═════ Data in this exercise ═════
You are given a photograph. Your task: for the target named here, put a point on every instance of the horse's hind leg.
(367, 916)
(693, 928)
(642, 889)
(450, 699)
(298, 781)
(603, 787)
═════
▶ Given task
Express the lines above as a JSON list of strings, one string per line, omitting any blank lines.

▶ The reply
[
  "You are given a photograph. Your task: for the target named here, put a point on every instance of the horse's hind leg.",
  "(367, 916)",
  "(693, 928)",
  "(642, 889)",
  "(450, 699)",
  "(298, 781)",
  "(603, 787)"
]